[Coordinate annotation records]
┌──

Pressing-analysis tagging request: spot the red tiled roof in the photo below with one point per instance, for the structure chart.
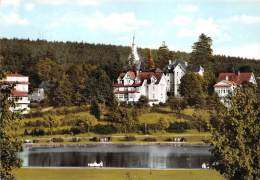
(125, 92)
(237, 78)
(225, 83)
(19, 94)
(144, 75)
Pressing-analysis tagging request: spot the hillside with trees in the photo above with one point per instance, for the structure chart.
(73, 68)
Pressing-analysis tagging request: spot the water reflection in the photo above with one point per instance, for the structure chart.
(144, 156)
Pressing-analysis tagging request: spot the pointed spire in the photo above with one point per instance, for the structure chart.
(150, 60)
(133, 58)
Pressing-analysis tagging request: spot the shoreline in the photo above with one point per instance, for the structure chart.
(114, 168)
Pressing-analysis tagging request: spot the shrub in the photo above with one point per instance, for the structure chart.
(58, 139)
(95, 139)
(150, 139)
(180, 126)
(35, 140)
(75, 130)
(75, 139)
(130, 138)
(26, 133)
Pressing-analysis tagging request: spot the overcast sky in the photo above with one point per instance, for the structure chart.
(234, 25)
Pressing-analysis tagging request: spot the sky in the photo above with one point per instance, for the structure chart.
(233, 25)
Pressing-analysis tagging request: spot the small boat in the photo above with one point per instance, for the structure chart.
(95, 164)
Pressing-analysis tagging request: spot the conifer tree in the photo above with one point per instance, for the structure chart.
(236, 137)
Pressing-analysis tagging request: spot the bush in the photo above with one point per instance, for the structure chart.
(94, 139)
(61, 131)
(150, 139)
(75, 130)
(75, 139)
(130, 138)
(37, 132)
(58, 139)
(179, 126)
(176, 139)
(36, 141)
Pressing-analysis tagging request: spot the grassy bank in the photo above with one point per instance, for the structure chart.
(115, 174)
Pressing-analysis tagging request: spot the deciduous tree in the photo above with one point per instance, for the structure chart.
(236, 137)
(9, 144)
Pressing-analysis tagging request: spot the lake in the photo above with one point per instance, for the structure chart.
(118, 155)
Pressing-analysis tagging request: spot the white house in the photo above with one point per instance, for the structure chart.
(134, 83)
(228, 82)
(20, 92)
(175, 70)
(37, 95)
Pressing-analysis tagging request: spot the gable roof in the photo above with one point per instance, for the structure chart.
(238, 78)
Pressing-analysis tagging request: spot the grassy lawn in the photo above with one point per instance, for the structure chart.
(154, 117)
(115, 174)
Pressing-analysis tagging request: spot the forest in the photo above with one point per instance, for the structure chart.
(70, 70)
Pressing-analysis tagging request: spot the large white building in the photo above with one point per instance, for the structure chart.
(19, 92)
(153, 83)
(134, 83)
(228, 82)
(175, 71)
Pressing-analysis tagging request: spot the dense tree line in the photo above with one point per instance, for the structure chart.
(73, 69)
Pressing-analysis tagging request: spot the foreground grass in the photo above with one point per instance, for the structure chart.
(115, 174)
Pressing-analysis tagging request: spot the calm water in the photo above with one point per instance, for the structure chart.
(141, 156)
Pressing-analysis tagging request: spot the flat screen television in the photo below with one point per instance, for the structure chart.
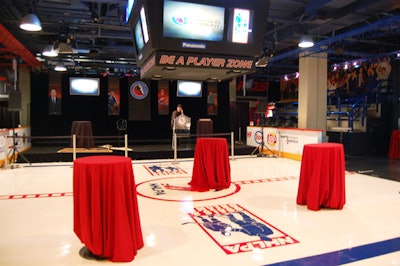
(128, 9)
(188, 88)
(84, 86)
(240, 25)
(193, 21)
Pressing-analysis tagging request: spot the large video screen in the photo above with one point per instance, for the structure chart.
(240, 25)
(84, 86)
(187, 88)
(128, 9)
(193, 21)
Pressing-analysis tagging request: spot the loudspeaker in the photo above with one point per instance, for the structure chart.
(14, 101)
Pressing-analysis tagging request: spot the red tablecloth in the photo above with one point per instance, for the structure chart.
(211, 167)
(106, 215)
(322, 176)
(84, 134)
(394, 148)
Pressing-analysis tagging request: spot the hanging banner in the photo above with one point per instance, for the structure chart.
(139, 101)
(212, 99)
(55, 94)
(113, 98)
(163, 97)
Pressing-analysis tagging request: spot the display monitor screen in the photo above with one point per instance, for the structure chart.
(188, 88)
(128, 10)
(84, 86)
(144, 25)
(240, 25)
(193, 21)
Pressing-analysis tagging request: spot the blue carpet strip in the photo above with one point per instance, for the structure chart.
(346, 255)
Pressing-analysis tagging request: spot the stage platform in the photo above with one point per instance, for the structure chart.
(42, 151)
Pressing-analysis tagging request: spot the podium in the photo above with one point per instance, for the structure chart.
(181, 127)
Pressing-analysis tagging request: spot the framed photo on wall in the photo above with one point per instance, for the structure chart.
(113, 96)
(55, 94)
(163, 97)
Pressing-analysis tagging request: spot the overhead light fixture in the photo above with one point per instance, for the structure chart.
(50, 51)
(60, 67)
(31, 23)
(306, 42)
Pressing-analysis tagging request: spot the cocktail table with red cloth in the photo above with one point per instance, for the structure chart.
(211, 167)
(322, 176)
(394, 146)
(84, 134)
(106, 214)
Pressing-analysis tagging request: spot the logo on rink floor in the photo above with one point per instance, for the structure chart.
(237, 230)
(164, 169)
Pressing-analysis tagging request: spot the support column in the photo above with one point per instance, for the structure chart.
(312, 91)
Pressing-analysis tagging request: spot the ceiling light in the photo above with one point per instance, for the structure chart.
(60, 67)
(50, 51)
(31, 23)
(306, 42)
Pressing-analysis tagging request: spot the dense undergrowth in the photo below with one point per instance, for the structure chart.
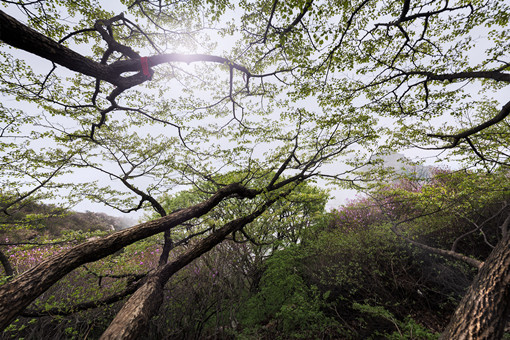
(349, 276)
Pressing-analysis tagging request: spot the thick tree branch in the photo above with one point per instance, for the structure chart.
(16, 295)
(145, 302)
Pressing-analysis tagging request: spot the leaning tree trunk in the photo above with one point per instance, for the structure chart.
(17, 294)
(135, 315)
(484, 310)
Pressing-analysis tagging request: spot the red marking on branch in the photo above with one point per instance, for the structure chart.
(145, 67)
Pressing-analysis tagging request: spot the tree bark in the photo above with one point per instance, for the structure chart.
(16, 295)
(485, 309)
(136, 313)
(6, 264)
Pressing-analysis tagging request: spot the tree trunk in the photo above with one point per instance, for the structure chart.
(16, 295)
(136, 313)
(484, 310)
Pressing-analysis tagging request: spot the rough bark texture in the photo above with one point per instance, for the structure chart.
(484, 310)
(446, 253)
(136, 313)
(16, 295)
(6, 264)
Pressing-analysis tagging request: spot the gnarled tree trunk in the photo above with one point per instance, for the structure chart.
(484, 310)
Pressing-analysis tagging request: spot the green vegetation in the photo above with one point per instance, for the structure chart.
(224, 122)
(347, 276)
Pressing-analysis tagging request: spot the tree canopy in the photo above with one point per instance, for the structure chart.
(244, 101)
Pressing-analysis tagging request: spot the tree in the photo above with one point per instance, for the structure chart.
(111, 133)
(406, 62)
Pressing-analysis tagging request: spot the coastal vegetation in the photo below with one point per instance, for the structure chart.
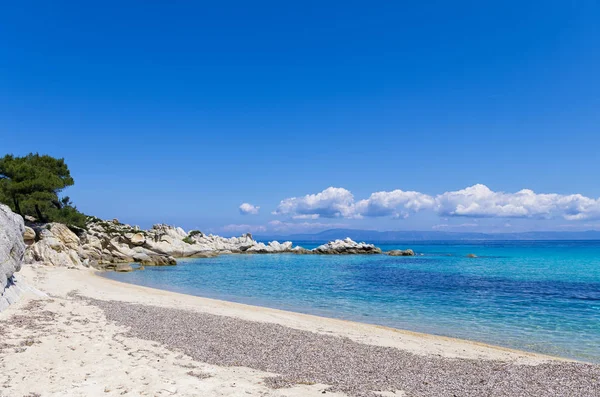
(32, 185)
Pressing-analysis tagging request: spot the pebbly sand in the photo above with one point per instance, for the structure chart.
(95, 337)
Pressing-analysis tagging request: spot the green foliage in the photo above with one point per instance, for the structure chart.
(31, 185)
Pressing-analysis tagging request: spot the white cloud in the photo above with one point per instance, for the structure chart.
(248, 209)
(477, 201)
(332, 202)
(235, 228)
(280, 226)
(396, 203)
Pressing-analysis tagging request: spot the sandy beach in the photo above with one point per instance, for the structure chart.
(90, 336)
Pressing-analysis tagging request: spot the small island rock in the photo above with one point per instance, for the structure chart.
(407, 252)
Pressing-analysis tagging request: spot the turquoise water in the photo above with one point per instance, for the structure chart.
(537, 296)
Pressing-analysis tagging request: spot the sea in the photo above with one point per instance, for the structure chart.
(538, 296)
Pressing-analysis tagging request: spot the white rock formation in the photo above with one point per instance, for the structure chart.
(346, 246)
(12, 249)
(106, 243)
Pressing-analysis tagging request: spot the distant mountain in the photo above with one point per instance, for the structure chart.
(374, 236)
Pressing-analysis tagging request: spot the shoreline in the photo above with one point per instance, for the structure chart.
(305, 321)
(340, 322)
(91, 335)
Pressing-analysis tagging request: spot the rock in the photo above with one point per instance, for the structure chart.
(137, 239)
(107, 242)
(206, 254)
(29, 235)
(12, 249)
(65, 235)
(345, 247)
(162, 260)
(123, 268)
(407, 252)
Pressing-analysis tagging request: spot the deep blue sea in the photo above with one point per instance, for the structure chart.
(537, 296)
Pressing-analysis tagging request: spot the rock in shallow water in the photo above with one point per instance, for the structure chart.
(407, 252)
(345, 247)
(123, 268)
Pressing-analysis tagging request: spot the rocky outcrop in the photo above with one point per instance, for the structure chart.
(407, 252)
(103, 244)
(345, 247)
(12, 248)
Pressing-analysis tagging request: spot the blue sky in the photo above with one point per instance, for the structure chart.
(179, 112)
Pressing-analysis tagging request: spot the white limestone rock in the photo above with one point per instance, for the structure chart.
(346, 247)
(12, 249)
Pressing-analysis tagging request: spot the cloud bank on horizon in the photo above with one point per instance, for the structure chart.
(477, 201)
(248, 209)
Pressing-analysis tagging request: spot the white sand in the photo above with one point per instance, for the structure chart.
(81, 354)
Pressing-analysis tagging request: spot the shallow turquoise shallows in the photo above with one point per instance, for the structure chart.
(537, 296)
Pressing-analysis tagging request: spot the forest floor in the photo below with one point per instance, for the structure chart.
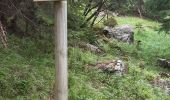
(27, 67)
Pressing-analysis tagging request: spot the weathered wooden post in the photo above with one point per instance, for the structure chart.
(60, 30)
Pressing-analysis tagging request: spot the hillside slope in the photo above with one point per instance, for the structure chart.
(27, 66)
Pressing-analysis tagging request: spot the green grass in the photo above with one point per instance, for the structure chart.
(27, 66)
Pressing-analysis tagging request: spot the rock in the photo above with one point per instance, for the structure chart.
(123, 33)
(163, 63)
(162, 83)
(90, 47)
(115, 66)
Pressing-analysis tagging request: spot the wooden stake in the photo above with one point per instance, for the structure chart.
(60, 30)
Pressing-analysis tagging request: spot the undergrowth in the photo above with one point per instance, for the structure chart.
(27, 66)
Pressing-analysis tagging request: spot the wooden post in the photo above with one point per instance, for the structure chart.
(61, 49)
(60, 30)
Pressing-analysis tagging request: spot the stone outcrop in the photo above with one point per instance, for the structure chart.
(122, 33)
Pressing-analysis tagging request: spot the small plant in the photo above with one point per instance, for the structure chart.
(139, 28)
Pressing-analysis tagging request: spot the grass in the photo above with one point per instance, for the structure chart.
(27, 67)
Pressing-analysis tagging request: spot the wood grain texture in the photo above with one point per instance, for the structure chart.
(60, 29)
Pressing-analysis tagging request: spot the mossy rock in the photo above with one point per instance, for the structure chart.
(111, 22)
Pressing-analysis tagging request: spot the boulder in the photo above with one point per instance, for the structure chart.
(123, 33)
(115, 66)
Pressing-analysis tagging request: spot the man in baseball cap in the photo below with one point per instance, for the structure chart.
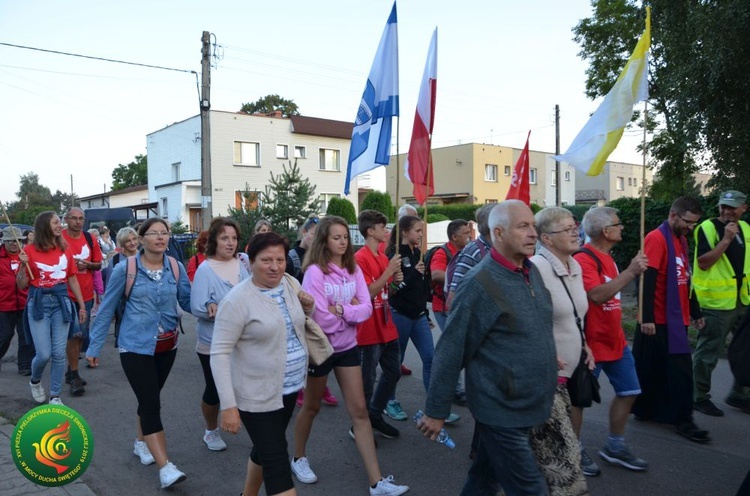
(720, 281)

└──
┌──

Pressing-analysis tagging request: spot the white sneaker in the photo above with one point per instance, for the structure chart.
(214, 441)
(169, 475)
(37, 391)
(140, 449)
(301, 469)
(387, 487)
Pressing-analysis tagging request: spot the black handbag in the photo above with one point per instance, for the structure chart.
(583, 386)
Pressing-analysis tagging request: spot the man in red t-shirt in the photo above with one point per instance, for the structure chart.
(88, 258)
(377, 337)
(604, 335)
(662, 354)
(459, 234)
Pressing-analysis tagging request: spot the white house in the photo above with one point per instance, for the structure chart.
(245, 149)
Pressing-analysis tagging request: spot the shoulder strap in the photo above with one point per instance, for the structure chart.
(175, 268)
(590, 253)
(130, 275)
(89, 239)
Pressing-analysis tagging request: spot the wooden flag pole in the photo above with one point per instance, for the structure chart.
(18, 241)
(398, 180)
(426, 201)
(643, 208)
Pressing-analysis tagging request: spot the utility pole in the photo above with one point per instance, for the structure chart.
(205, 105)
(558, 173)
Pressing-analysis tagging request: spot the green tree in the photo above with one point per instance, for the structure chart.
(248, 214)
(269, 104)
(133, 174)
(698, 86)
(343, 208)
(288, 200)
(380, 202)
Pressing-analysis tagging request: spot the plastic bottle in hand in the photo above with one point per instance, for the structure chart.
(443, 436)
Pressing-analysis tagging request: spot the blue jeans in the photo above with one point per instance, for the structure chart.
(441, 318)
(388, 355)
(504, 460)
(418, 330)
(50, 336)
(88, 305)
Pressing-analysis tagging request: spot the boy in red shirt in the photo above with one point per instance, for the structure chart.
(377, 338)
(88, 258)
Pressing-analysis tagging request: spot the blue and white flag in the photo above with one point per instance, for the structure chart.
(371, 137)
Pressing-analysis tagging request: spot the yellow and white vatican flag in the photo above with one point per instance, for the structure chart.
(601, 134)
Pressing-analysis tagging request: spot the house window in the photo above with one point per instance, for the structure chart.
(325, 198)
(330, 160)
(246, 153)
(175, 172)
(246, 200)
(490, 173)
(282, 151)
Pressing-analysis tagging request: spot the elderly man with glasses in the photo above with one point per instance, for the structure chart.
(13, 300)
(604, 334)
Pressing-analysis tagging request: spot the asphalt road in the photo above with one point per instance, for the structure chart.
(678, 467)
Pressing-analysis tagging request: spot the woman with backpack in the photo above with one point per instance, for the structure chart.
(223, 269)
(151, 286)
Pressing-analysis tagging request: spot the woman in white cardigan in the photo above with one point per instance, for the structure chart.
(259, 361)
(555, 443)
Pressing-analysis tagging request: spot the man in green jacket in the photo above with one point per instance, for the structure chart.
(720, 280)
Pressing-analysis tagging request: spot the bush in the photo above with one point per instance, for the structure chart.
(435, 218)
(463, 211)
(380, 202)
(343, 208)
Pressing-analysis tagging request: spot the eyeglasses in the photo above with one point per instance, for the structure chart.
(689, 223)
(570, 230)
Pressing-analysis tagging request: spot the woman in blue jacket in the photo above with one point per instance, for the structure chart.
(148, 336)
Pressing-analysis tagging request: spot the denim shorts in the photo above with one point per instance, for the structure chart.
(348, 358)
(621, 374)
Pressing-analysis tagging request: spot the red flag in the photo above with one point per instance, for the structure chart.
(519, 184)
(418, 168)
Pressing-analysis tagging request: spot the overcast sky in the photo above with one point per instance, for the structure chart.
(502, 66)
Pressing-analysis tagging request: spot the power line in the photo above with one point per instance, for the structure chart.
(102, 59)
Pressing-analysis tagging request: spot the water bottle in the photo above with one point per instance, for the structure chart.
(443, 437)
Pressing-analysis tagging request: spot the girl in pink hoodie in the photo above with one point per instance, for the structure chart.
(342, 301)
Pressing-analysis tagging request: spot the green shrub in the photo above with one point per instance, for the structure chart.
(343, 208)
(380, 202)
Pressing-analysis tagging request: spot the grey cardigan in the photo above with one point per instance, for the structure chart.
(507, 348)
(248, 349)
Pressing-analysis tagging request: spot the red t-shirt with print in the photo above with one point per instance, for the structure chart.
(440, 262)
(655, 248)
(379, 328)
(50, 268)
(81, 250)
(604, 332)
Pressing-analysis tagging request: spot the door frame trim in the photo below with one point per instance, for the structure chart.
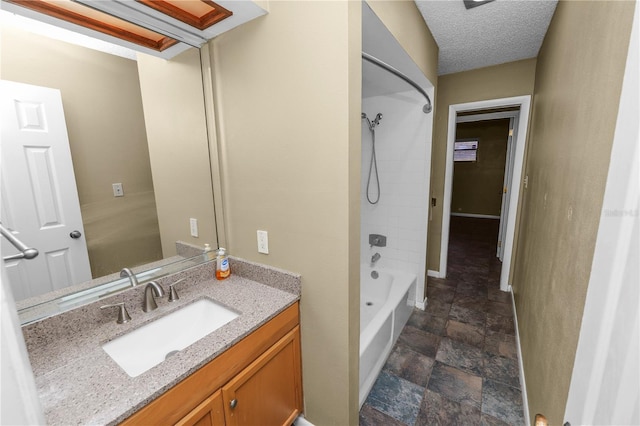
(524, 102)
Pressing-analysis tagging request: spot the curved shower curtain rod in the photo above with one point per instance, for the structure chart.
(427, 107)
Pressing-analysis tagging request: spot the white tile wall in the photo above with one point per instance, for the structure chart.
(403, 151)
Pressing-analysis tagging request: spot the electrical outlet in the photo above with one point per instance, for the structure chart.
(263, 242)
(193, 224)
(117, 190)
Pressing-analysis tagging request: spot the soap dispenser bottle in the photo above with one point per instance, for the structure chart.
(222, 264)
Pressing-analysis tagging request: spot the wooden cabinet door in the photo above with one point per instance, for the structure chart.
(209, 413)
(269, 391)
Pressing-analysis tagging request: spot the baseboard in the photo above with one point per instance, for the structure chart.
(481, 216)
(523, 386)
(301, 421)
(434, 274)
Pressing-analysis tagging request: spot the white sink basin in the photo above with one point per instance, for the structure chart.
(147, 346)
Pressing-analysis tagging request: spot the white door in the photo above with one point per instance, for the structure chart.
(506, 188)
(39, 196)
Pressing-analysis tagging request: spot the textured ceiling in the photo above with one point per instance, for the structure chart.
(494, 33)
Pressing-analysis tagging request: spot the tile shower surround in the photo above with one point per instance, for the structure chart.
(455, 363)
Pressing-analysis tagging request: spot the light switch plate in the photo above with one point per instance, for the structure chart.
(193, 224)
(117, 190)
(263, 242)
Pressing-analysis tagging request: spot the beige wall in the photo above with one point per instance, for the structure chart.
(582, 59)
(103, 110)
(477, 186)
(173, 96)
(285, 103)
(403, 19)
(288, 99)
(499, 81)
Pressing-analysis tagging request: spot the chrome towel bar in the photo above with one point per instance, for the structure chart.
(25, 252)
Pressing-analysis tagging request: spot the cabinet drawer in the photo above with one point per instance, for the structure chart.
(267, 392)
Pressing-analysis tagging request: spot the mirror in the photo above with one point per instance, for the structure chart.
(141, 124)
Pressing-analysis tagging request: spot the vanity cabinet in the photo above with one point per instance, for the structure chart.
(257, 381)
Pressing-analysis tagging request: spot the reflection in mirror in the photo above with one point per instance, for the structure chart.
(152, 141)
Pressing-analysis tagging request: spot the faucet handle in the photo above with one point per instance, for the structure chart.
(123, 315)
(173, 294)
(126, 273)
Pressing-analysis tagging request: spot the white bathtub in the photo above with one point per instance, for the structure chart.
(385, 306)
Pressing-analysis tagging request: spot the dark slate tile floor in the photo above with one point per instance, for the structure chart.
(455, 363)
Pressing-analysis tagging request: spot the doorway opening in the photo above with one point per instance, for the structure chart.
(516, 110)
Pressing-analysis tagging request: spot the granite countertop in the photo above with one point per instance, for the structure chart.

└──
┌──

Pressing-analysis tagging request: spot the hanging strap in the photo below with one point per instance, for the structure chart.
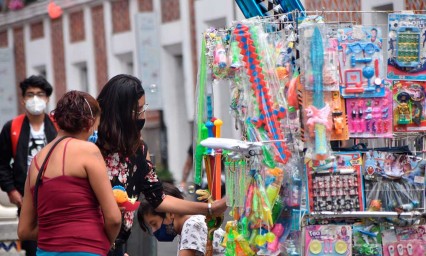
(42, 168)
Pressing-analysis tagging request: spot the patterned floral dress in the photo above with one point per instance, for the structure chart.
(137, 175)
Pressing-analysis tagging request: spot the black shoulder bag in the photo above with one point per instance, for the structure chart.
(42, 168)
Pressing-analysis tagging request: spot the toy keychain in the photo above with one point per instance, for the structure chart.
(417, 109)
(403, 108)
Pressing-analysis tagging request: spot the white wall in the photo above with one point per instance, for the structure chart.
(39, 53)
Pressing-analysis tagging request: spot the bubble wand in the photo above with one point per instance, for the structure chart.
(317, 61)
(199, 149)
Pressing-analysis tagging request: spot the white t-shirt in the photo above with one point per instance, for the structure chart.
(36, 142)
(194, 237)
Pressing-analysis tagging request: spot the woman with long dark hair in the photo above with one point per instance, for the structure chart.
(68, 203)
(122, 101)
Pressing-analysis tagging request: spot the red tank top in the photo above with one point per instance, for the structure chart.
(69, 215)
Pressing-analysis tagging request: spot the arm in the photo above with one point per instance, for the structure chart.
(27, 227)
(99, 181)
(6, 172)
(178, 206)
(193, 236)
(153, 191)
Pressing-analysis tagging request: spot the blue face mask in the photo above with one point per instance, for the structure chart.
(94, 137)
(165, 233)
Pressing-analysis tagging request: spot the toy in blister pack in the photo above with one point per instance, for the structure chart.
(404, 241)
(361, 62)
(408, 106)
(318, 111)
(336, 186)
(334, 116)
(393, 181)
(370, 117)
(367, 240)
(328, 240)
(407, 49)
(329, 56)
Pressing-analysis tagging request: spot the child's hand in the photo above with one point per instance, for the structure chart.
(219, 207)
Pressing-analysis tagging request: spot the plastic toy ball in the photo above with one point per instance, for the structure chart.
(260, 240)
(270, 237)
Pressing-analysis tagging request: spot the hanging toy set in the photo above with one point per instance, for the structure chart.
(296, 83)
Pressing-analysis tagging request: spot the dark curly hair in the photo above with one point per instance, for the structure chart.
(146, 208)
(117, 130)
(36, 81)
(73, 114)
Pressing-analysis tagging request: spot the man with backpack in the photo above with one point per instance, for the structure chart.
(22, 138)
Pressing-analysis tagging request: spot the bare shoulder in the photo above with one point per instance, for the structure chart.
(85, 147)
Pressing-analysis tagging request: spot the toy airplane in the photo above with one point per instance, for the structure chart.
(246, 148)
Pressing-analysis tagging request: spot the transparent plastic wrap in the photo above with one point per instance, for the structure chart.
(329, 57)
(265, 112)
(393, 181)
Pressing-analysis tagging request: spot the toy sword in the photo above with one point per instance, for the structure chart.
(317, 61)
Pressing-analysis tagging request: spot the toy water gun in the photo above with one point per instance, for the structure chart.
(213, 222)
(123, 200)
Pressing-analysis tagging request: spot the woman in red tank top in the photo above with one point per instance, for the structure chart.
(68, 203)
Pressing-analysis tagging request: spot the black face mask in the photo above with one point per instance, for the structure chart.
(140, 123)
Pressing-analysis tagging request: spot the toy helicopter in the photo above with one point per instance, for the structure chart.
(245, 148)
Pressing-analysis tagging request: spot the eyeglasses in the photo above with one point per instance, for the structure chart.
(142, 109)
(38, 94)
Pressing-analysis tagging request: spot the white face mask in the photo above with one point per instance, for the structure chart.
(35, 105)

└──

Written exercise:
Pull out each line of the records above that contains the string "trunk", matching case exactly.

Output for this exercise:
Pressing-analysis tagging request: spot the leaning tree trunk in the photo above with one point per instance, for the structure chart.
Pressing-analysis tagging request: spot the tree trunk in the photo above with one point per instance, for the structure chart.
Pressing-analysis tagging request: spot the gnarled tree trunk in the photo above with one point per instance, for the structure chart.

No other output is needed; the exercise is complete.